__Information provided__:
■ ■ ■ ■ ■ ■ ■

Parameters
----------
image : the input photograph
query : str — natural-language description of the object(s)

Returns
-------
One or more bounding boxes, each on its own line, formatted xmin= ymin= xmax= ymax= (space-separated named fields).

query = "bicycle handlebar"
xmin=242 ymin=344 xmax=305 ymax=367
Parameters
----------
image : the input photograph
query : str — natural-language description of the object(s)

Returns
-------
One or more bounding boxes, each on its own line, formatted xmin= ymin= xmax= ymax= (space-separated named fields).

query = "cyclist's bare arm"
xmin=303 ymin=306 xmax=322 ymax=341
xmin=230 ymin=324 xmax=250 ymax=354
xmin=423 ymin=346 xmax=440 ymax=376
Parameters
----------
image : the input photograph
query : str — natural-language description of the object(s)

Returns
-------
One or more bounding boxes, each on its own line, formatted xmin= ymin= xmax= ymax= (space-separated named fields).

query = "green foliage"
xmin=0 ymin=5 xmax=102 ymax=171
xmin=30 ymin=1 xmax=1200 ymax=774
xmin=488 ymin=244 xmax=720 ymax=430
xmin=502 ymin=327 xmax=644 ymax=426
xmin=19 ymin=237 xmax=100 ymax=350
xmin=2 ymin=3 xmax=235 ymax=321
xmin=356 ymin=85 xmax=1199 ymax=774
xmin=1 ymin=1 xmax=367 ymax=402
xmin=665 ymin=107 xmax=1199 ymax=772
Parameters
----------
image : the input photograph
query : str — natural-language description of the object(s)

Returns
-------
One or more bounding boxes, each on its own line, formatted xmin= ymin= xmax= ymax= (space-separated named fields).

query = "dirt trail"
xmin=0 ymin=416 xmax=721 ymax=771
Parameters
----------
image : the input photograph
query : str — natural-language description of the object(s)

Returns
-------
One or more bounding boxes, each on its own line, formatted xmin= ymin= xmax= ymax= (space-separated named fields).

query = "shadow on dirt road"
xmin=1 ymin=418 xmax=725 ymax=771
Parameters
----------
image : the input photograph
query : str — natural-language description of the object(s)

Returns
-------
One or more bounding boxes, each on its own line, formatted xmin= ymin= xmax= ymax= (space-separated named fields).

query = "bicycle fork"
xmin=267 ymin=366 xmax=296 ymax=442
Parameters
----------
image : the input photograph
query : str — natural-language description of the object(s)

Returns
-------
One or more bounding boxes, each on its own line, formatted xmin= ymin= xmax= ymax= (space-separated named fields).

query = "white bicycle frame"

■ ■ ■ ■ ■ ■ ■

__Instructions to follow__:
Transcribe all of the material exactly as it appears.

__Expected answer__:
Parameters
----------
image : the input photograph
query : str — natural-language description of the object(s)

Returns
-------
One or more bounding boxes, each on its own line, formatted xmin= ymin= xmax= ymax= (space-separated named fields).

query = "bicycle handlebar"
xmin=242 ymin=344 xmax=305 ymax=367
Parameters
----------
image : the input photograph
query : str — natural-language description of the object(s)

Returns
-------
One or more bounding boxes, each on its own line, formatted xmin= ymin= xmax= ymax= (space-separated named fields).

query = "cyclist's bare arm"
xmin=303 ymin=306 xmax=322 ymax=341
xmin=230 ymin=324 xmax=250 ymax=354
xmin=423 ymin=346 xmax=440 ymax=376
Parameters
----------
image : the input photograph
query : str — natural-language description of the object(s)

Returns
-------
One or more bounding boxes, each on its own line, formatted xmin= ymin= xmax= ymax= (space-separated named fields).

query = "green foliage"
xmin=0 ymin=5 xmax=102 ymax=171
xmin=30 ymin=1 xmax=1200 ymax=774
xmin=488 ymin=244 xmax=720 ymax=430
xmin=502 ymin=327 xmax=644 ymax=426
xmin=19 ymin=237 xmax=100 ymax=350
xmin=2 ymin=3 xmax=235 ymax=321
xmin=356 ymin=85 xmax=1199 ymax=774
xmin=1 ymin=1 xmax=367 ymax=402
xmin=665 ymin=107 xmax=1199 ymax=772
Parameters
----------
image : the input photograph
query : str — natural-language description of the object(s)

Returns
-------
One or more bounding boxes, each on its own line, formatted xmin= ymin= xmax= ymax= (space-separated named fields).

query = "dirt trail"
xmin=0 ymin=416 xmax=721 ymax=771
Parameters
----------
image : the input photograph
query : str — natural-language description of the object(s)

Returns
-------
One or more bounding boxes, each on its own line, formatted xmin= ymin= xmax= ymax= (space-separated named fields).

query = "shadow on dirt road"
xmin=1 ymin=418 xmax=725 ymax=771
Parameters
----------
image : the input photograph
query : str — natural-language description of the object(s)

Returns
-------
One or more bounding boxes, each on its own line, formatted xmin= ymin= xmax= ymax= (space-separated named fields).

query = "bicycle fork"
xmin=267 ymin=366 xmax=296 ymax=442
Parameters
----------
image : the input photograph
query : str — natural-language description of the object(s)

Returns
-------
One or more bounding boxes, each on its own line, formatted xmin= ymin= xmax= ymax= (space-separated named fields).

query = "white bicycle frame"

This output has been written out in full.